[Items in a dataset]
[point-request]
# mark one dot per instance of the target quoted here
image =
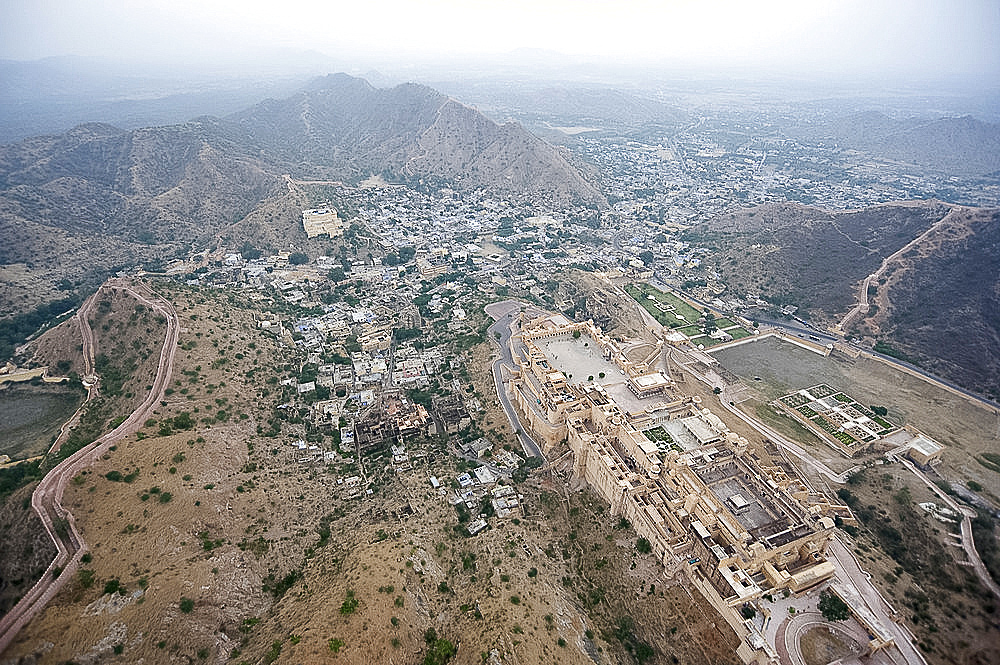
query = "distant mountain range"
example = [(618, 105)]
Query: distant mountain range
[(954, 145), (98, 197), (343, 127)]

• AIM OF THE TASK: Rewrite every one of the records above with "distant mountain range" changed to "far mountain ridge" and nothing else altered, and leave the pictures out of your answer.

• TASK OUTPUT:
[point-request]
# mark one dot per instance of the target quoted here
image =
query = "far mountain ridge"
example = [(618, 105)]
Query: far mountain ridge
[(954, 145), (98, 197), (343, 127)]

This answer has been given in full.